§ READING TEXT
───
Lab 4 — RAG over a domain corpus¶

Goal. Index a public-domain corpus in Chroma. Build retrieval + reranking + grounded generation. Evaluate on 30 questions.

What you ship. Notebook with the indexed corpus, retrieval pipeline, and an eval table for faithfulness, context relevance, answer correctness on 30 questions.

Setup¶

Install the dependencies (one-time).

In [ ]:
# !pip install langchain chromadb sentence-transformers transformers torch pypdf
In [ ]:
from langchain_chroma import Chroma
from langchain_huggingface import HuggingFaceEmbeddings
from langchain.text_splitter import RecursiveCharacterTextSplitter
from langchain_community.document_loaders import PyPDFLoader
import pathlib
import urllib.request

Build a small corpus from open-access PDFs¶

Replace these with your domain corpus. The defaults below are 3 WHO/AFRO PDFs.

In [ ]:
URLS = [
  # Replace with your real WHO/AFRO URLs — placeholders below.
  'https://example.org/who-afro-1.pdf',
  'https://example.org/who-afro-2.pdf',
  'https://example.org/who-afro-3.pdf',
]
pathlib.Path('corpus').mkdir(exist_ok=True)
for u in URLS:
    fn = pathlib.Path('corpus') / u.rsplit('/', 1)[-1]
    if not fn.exists():
        print('skip (placeholder URL):', u)
───
(Point-per-instance localization data)
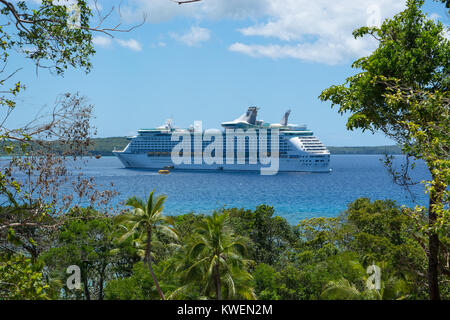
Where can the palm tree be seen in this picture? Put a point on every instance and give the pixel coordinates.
(142, 222)
(215, 258)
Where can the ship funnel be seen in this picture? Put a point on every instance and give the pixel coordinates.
(284, 121)
(251, 115)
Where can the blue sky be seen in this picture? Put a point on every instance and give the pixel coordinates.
(210, 60)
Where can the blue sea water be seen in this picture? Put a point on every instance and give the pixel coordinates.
(294, 196)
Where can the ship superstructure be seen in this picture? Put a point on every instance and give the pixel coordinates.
(298, 148)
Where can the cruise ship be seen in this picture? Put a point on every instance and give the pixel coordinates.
(293, 147)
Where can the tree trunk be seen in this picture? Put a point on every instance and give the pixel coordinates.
(217, 280)
(148, 258)
(433, 246)
(100, 284)
(87, 295)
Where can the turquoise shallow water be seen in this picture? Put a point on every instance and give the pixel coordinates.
(295, 196)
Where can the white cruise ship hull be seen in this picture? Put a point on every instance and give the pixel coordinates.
(143, 161)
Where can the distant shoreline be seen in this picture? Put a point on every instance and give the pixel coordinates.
(104, 147)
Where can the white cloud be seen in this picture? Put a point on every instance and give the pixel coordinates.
(130, 44)
(102, 41)
(194, 37)
(319, 30)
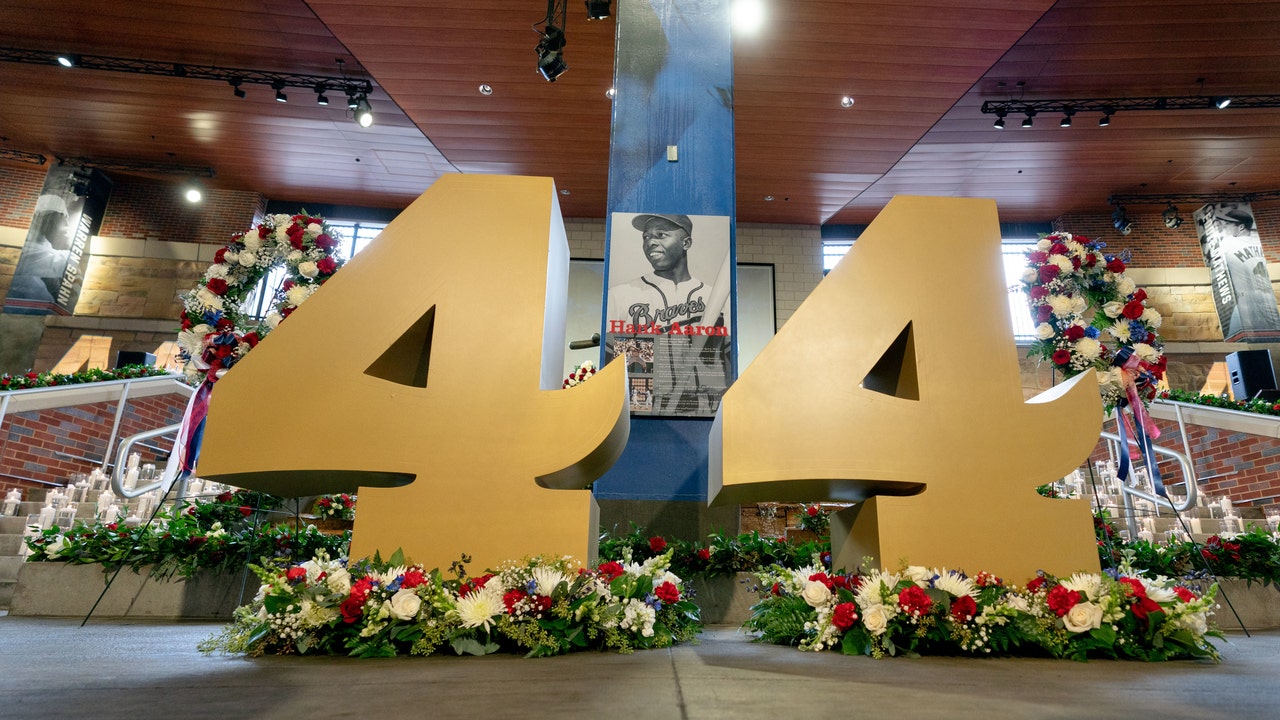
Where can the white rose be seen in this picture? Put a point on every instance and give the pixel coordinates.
(876, 619)
(405, 605)
(1083, 616)
(1088, 347)
(816, 593)
(339, 580)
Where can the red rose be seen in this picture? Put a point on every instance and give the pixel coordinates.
(667, 592)
(611, 570)
(351, 609)
(963, 609)
(1061, 600)
(845, 615)
(914, 601)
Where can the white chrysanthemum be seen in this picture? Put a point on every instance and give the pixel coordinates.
(1061, 305)
(547, 578)
(1146, 352)
(480, 607)
(1086, 583)
(1088, 349)
(208, 300)
(955, 583)
(1120, 331)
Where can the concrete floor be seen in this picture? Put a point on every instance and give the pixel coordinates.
(127, 669)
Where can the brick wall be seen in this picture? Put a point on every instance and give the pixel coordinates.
(31, 441)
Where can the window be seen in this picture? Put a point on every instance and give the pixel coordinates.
(1013, 253)
(355, 237)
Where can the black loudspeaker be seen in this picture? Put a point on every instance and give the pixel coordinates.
(138, 358)
(1251, 373)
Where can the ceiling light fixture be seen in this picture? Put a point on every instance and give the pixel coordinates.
(598, 9)
(364, 113)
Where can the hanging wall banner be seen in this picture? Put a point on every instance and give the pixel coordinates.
(670, 310)
(1238, 272)
(54, 258)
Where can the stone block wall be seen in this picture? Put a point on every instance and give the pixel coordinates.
(31, 442)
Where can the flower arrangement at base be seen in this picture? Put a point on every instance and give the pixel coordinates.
(215, 328)
(1087, 310)
(539, 606)
(341, 506)
(919, 610)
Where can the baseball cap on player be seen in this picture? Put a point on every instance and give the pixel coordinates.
(639, 222)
───
§ WORK INSTRUCTIONS
Continue the RAG lab notebook from the point where it stops. The entries have nothing to do with the RAG lab notebook.

§ SOLVED PROBLEM
print('corpus dir:', list(pathlib.Path('corpus').glob('*.pdf')))

Exercise 1 — Load, chunk, and embed¶

In [ ]:
# YOUR TURN
# Load each PDF with PyPDFLoader. Split with RecursiveCharacterTextSplitter
# (chunk_size=600, chunk_overlap=80). Embed with sentence-transformers (all-MiniLM-L6-v2).
# Persist to Chroma.

Exercise 2 — Retrieval + grounded generation¶

In [ ]:
# YOUR TURN
# Build a chain: query -> top-k=5 retrieval -> prompt with context -> LLM.
# Use any open LLM (Mistral, Llama, Gemma) or an API.

Exercise 3 — Evaluate on 30 held-out questions¶

In [ ]:
# YOUR TURN
# Write 30 questions where you know the answer is in the corpus.
# Evaluate by LLM-as-judge on three axes: faithfulness, context relevance, answer correctness.

Done?¶

Submit per the cohort schedule. Peer review pairing announced the following Monday.